- [What is expected]: Please set down all the lines beneath this one exactly, without the pictures.
───── Exercise data
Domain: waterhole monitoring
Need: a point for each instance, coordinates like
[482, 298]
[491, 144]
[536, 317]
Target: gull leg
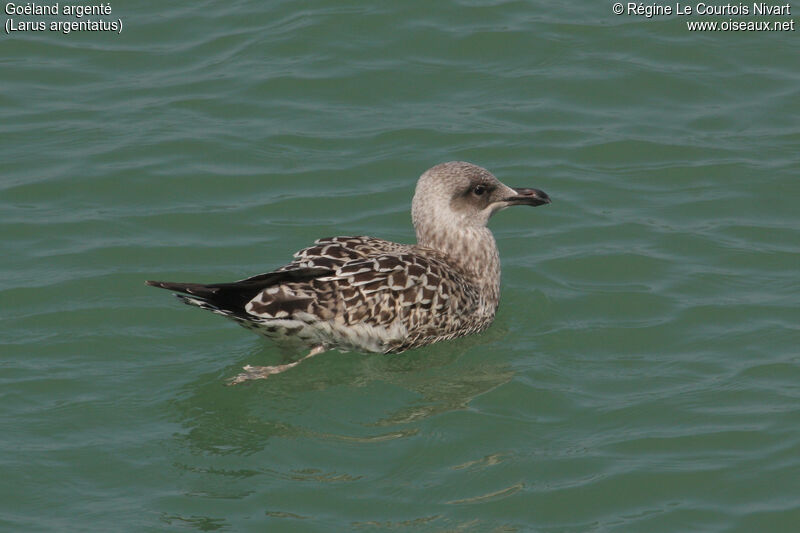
[263, 372]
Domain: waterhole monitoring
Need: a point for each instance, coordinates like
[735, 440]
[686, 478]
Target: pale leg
[263, 372]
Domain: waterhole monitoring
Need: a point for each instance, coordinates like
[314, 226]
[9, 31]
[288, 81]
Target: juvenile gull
[370, 295]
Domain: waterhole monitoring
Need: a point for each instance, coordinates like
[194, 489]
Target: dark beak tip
[532, 197]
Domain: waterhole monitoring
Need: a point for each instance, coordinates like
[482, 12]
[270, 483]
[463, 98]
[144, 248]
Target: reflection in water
[319, 427]
[239, 420]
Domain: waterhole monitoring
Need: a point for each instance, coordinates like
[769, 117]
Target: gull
[366, 294]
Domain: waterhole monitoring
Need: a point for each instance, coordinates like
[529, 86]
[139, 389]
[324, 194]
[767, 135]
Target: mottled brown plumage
[368, 294]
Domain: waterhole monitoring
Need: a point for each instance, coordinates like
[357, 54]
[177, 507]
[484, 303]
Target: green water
[643, 373]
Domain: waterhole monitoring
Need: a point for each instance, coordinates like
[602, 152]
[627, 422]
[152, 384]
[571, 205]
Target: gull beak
[523, 196]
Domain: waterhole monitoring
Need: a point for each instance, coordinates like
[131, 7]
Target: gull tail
[231, 298]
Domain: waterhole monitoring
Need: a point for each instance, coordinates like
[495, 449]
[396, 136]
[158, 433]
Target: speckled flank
[371, 295]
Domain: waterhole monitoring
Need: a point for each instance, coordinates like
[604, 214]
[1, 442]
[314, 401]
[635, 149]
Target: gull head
[460, 194]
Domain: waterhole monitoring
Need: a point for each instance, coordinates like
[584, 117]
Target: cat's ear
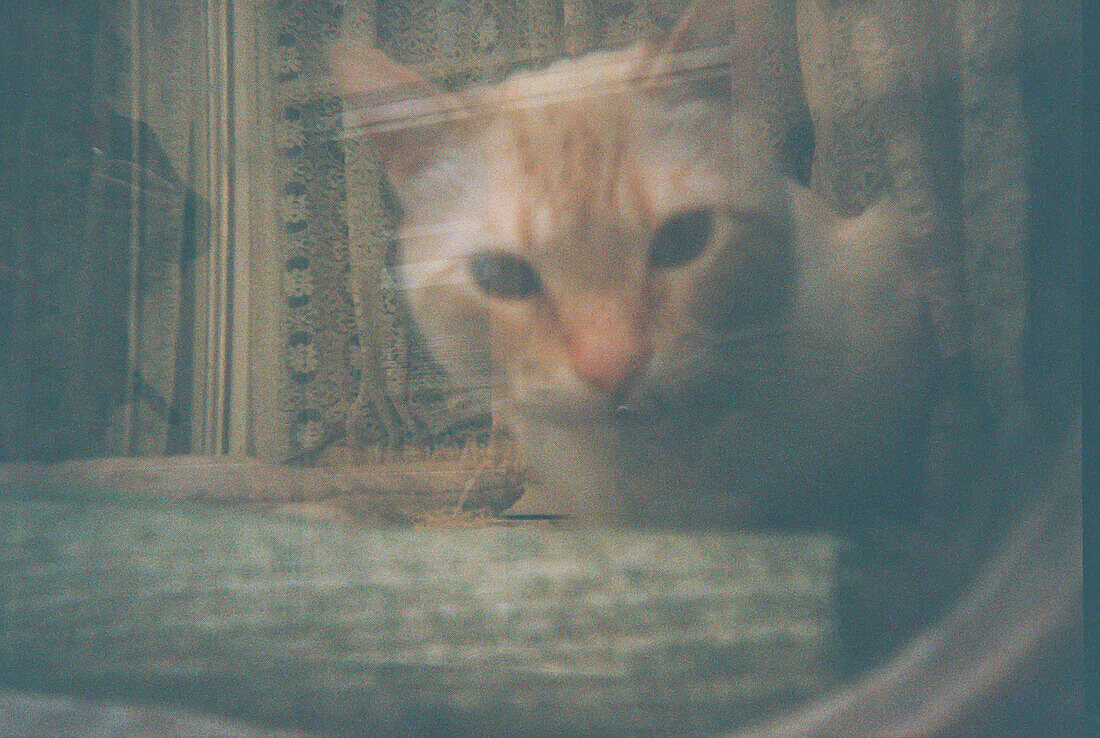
──────────
- [Task result]:
Domain: waterhole monitoring
Need: a point for each instance, coordinates like
[482, 298]
[491, 144]
[536, 317]
Target: gull leg
[263, 372]
Domain: waterhole monitoring
Need: a point for each instance, coordinates like
[735, 440]
[686, 478]
Target: pale leg
[263, 372]
Domain: waterhole monitoring
Need: a point for each instance, coordinates like
[314, 226]
[9, 31]
[288, 81]
Target: juvenile gull
[370, 295]
Domain: waterhole monitoring
Need: a point for each instance, coordinates like
[194, 489]
Target: dark beak tip
[532, 197]
Domain: waterhole monitoring
Need: a point for each instance, coordinates like
[482, 12]
[270, 483]
[463, 98]
[144, 248]
Target: reflection in water
[319, 427]
[239, 420]
Domain: waterhole monitoring
Need: a point for each instance, coordinates like
[769, 117]
Target: gull
[366, 294]
Domain: waterhole monitoring
Need: a point for each instance, coordinates like
[529, 86]
[139, 389]
[324, 194]
[767, 135]
Target: mottled brown plumage
[368, 294]
Domain: waterhole monitoring
Need: a point for each instance, coordinates like
[357, 54]
[177, 507]
[484, 303]
Target: green water
[643, 373]
Domain: waterhole monitoring
Need: a point for each instance, coordinates like
[602, 152]
[627, 422]
[152, 384]
[571, 205]
Target: gull beak
[523, 196]
Domain: waterhole monitoring
Need: a point for each instance, coordinates like
[131, 7]
Target: gull tail
[231, 298]
Domain: waterhole monitoring
Need: a point for each instance, coordinates like
[495, 449]
[396, 136]
[158, 433]
Target: speckled flank
[371, 295]
Domain: waterhole monitoring
Need: a point for each instance, coordinates like
[604, 214]
[1, 442]
[314, 401]
[635, 149]
Target: gull head
[460, 194]
Domain: waterhole monitoring
Need: a point for each instance, coordinates like
[584, 117]
Target: cat's ear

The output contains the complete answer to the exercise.